**Source material:**
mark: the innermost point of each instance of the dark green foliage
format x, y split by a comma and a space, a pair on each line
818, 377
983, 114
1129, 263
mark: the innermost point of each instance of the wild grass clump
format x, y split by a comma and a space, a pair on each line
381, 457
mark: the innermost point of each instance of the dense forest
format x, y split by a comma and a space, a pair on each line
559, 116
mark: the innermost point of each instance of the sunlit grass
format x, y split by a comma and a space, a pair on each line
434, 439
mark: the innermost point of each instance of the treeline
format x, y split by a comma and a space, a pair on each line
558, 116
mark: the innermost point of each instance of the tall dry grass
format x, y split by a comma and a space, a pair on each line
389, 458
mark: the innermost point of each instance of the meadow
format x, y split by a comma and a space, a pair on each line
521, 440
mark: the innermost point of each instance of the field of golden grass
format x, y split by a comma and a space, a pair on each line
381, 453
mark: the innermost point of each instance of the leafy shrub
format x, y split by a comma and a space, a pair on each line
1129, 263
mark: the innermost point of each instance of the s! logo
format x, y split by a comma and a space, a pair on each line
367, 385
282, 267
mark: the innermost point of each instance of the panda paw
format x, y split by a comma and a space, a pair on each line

==

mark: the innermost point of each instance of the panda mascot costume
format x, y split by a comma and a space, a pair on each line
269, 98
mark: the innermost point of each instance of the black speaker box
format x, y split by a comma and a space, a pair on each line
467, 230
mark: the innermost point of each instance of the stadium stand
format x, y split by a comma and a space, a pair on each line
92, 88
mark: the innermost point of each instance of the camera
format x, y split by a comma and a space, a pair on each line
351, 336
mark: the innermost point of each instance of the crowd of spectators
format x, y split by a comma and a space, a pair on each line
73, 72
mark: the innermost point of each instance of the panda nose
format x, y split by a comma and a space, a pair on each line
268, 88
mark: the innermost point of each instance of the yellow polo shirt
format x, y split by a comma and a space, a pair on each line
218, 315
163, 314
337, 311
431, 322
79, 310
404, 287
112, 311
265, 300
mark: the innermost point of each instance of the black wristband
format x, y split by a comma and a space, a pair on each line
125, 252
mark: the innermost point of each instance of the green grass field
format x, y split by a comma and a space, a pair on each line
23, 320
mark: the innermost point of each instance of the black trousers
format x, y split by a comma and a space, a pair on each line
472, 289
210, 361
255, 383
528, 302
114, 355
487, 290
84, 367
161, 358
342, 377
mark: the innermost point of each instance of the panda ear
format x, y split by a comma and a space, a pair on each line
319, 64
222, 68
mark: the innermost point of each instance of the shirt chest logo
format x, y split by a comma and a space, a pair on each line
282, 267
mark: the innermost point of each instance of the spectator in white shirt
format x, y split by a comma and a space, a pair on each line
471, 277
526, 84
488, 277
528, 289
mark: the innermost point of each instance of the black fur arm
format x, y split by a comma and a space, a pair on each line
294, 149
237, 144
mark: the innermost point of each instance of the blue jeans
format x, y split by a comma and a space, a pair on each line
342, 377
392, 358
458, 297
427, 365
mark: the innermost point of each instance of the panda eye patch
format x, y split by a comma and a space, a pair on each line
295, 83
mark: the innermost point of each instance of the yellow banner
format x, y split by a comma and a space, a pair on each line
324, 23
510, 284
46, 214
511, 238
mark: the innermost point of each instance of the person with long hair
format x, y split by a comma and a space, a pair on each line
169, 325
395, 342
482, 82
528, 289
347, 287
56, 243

**What you should do:** How many lines in the rows above contain the word "logo", with case counting? Give only the number.

**Finished answer:** 2